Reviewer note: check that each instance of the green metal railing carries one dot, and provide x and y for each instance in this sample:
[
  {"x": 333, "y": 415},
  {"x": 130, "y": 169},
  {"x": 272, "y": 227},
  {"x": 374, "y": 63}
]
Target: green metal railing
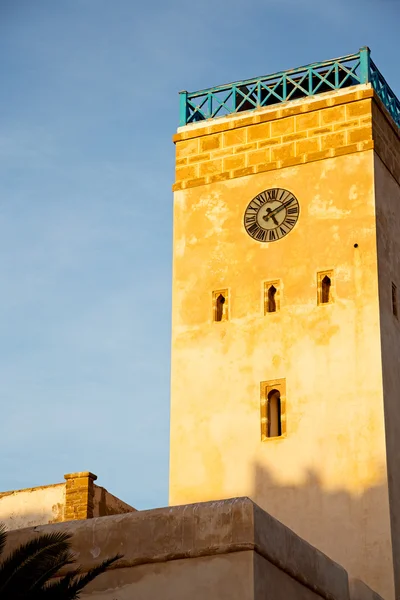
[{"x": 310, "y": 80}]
========
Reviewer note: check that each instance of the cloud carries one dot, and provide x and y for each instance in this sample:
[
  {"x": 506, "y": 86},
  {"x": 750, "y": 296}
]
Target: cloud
========
Copy out the material word for word, beginning at the line that contains "Reviewer note: check that each instance of the cloud" and ending after the line that contains "Target: cloud".

Written solution:
Reviewer note: check that each instance of the cloud carries one dot, and provide x and y for each instance in this sample:
[
  {"x": 506, "y": 86},
  {"x": 750, "y": 296}
]
Target: cloud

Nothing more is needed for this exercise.